§ **WORK TO COMPLETE**
Using the album article, explain in one to three sentences how the making of "Caviar Taste" went from the start of recording to its release.

"Caviar Taste" is the second full-length studio album by American hip-hop artist/producer Funkghost. The 13 song LP was released on October 31, 2014. on Grand Extravagant Ent.

Background
Principle recording began in the summer of 2013. The Album was completed in the spring of 2014. Funkghost revealed that the album would offer a mixture of Rap/Hip-Hop/Funk/R&B/Gospel/Electro/ and Trap reverberations.

Recording and production
The album was executive-produced by Funkghost, with production from Downtown Music, J Breezz, Epik The Dawn, Paul Cabbin, Scott Supreme, O.P. Supa, 2 Fresh, Tweeknology, Scott Styles and Sean Murdz.

Singles
On January 1, 2014, Funkghost released a song titled "YSL Logo". On June 28, 2014 he released another track titled "Never Go 2 Sleep" which featured Rey Fonder.

Funkghost later announced that the album would be slated for release in the Fall of 2014.

Items from a labeling collection
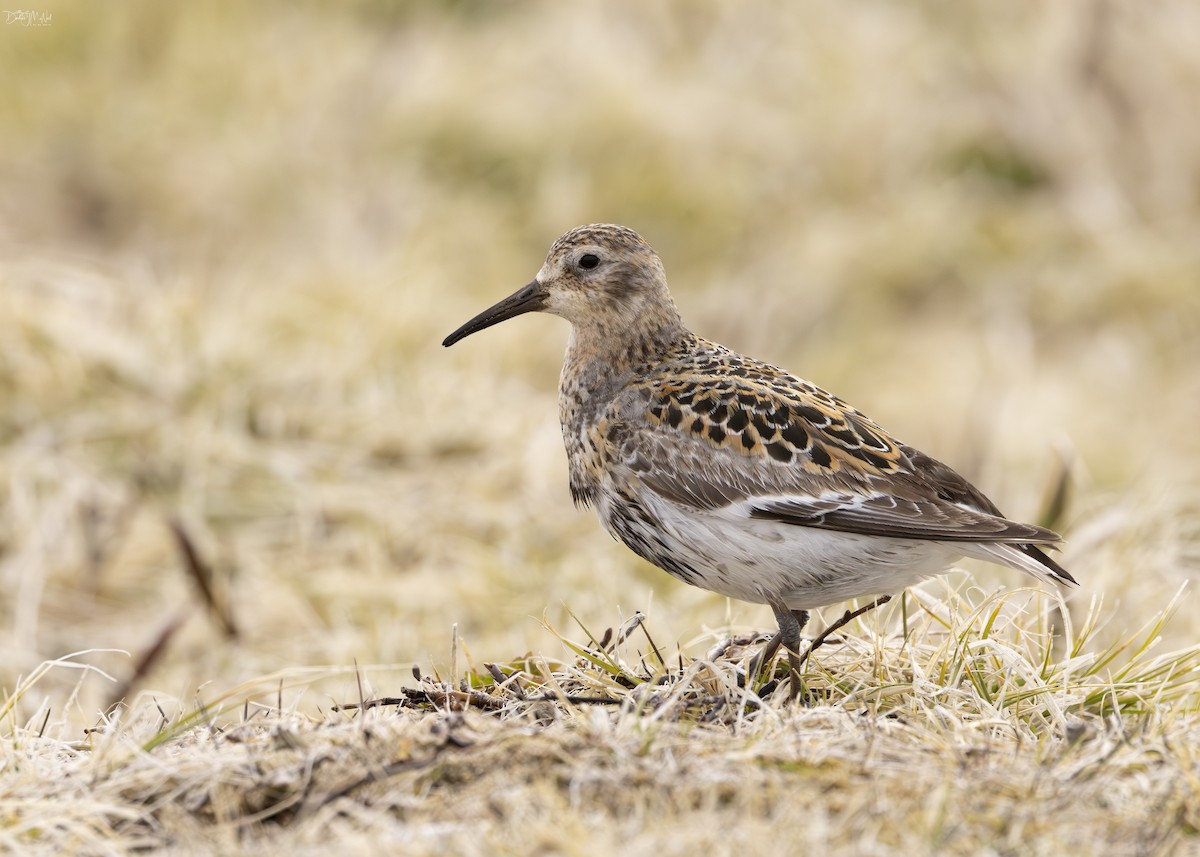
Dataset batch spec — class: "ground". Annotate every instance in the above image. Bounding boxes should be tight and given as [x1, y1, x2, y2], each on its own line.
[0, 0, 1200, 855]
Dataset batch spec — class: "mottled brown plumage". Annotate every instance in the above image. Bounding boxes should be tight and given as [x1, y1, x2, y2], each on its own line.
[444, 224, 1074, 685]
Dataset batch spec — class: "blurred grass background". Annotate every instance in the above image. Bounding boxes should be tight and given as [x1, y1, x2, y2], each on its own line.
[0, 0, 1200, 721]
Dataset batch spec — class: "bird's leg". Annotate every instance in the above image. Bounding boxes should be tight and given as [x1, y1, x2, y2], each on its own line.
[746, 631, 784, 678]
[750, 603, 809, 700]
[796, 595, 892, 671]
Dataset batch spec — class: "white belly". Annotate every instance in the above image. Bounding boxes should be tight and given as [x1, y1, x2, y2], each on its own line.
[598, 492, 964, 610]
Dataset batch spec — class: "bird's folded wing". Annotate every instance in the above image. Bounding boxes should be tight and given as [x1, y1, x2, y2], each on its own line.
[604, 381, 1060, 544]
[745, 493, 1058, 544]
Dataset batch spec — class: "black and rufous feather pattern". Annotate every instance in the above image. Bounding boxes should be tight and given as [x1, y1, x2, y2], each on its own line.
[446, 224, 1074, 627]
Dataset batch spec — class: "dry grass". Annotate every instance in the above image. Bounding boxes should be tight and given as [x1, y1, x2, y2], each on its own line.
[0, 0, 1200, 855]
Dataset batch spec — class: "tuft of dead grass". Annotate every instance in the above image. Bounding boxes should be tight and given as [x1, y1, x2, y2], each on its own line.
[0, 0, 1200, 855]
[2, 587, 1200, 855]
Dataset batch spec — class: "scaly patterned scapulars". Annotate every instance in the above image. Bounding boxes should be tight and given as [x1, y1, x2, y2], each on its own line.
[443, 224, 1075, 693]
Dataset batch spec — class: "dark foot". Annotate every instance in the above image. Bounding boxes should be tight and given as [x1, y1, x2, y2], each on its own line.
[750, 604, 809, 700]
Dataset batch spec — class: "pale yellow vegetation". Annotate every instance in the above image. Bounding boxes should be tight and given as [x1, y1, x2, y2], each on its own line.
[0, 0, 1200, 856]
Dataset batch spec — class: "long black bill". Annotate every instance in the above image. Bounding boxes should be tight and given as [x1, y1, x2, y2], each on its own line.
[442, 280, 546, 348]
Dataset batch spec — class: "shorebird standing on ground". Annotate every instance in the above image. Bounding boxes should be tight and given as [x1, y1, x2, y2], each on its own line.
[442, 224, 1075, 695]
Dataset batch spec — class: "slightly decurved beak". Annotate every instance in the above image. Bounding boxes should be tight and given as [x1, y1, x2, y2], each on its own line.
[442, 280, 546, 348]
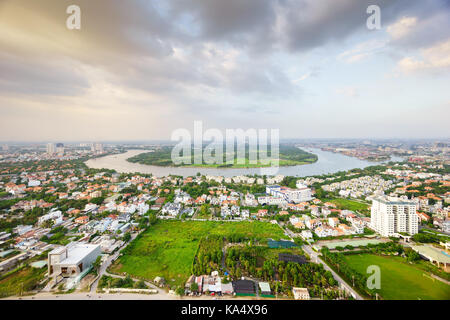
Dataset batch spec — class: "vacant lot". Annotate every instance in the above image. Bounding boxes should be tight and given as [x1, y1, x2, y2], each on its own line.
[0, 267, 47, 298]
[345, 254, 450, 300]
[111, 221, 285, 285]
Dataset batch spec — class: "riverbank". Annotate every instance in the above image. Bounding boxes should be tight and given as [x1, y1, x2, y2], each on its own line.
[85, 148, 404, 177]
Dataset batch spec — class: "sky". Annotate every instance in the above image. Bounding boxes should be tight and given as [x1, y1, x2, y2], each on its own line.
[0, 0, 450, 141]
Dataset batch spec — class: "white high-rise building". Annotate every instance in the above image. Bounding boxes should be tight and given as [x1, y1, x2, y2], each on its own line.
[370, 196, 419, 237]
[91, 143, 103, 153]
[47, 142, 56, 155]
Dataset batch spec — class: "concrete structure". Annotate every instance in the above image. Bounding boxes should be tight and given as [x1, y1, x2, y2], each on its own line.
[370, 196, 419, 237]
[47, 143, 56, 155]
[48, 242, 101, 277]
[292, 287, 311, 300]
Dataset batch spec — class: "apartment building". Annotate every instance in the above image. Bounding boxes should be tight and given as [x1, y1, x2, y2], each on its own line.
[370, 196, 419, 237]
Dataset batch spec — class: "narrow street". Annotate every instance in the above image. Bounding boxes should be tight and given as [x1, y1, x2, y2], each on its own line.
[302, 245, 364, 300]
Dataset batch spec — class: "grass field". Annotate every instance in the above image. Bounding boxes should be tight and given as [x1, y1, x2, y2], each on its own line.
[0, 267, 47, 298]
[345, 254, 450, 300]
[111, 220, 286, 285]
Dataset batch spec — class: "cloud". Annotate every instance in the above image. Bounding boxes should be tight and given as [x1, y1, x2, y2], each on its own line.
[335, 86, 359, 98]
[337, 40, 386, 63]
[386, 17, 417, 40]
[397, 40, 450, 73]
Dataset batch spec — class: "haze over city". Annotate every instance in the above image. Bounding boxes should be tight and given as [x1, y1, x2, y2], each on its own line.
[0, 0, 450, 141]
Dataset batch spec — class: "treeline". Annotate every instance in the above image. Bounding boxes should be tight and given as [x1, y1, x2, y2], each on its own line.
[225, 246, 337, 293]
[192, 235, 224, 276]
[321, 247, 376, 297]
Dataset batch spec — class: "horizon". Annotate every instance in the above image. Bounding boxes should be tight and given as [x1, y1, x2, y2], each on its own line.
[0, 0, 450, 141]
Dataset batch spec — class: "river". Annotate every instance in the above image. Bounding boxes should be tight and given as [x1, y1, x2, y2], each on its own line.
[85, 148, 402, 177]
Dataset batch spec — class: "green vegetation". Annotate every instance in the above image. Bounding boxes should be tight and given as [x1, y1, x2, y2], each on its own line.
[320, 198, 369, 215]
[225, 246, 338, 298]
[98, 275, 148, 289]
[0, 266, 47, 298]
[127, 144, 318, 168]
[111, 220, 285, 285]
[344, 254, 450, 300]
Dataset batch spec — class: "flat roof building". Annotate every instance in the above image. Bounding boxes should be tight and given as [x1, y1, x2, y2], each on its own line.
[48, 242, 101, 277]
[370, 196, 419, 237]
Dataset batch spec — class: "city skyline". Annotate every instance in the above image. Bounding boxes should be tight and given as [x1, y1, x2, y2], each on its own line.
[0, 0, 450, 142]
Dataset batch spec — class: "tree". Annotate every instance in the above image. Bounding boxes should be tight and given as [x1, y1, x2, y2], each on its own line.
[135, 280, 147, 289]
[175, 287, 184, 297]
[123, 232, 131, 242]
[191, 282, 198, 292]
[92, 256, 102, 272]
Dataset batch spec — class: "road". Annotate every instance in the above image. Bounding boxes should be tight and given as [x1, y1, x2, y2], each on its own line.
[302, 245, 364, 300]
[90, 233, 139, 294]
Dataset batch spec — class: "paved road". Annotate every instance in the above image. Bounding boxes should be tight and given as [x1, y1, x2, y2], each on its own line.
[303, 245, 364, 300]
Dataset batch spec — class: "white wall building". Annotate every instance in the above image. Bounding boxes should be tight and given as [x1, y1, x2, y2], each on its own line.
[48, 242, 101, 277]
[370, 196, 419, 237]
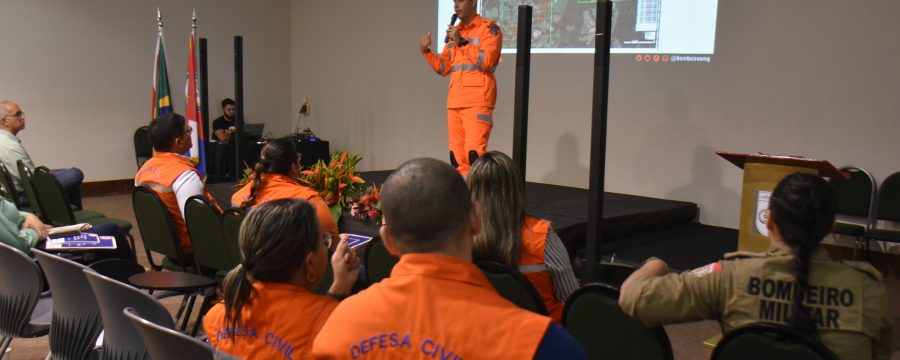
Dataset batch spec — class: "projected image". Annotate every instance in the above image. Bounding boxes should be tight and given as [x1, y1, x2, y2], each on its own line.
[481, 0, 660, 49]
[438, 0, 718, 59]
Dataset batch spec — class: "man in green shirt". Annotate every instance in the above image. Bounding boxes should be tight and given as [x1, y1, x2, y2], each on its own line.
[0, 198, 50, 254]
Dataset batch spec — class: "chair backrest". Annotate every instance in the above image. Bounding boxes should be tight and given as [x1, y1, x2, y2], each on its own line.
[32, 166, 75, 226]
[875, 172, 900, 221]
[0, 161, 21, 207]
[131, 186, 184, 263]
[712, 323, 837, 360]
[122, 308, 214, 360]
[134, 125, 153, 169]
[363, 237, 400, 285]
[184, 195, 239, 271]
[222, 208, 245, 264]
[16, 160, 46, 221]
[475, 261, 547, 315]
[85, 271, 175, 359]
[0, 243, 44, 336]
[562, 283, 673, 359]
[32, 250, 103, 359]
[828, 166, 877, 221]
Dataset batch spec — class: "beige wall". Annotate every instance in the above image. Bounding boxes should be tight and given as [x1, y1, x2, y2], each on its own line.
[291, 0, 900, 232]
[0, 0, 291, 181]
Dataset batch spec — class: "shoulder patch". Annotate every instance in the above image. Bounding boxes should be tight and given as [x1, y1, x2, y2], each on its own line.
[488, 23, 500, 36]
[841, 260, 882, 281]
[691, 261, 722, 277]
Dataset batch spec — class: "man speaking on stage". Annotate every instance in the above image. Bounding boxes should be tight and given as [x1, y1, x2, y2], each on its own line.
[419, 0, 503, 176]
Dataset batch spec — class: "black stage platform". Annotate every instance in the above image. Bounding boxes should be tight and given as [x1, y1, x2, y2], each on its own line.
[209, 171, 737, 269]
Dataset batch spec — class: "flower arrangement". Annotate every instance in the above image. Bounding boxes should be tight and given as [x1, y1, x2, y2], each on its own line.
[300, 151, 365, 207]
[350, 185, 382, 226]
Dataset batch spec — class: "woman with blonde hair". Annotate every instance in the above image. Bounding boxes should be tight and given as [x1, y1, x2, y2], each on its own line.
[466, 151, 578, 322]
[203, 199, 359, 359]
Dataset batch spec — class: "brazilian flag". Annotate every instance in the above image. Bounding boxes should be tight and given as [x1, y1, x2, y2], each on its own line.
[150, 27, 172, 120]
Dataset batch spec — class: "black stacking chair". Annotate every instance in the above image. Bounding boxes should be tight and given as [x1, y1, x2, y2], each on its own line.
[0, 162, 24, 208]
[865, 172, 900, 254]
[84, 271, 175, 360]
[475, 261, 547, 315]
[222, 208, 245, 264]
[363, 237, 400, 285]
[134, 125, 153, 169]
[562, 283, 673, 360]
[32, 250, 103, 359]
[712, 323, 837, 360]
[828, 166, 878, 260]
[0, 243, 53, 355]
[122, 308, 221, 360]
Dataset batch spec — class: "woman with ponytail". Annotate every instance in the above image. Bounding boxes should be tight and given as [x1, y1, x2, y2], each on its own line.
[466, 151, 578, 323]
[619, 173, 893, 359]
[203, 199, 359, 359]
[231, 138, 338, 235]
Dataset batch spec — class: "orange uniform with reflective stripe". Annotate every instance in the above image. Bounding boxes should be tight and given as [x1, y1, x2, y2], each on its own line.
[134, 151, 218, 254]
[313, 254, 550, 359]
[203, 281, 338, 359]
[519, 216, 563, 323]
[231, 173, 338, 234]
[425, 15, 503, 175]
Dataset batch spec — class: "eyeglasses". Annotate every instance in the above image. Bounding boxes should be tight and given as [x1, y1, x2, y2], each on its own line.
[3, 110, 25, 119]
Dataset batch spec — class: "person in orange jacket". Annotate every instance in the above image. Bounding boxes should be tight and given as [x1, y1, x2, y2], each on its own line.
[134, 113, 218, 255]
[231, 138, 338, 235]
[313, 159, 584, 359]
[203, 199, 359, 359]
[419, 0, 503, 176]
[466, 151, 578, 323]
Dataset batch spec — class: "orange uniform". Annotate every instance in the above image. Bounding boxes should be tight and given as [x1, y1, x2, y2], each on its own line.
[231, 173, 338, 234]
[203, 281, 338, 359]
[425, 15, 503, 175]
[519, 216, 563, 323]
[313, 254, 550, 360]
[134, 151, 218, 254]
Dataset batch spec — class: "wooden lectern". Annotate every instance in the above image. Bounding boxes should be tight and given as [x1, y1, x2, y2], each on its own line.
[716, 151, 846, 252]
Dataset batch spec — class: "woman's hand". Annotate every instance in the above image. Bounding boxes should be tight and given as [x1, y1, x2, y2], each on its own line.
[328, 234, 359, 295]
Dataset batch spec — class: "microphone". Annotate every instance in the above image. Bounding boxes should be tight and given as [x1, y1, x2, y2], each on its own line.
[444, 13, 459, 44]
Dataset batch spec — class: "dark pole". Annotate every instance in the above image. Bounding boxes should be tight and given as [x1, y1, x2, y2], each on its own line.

§ **SOLUTION BELOW**
Recording began in the summer of 2013, and the album was finished in the spring of 2014. Funkghost then said it would come out in the fall of 2014, and the 13-song LP was released on October 31, 2014, on Grand Extravagant Ent.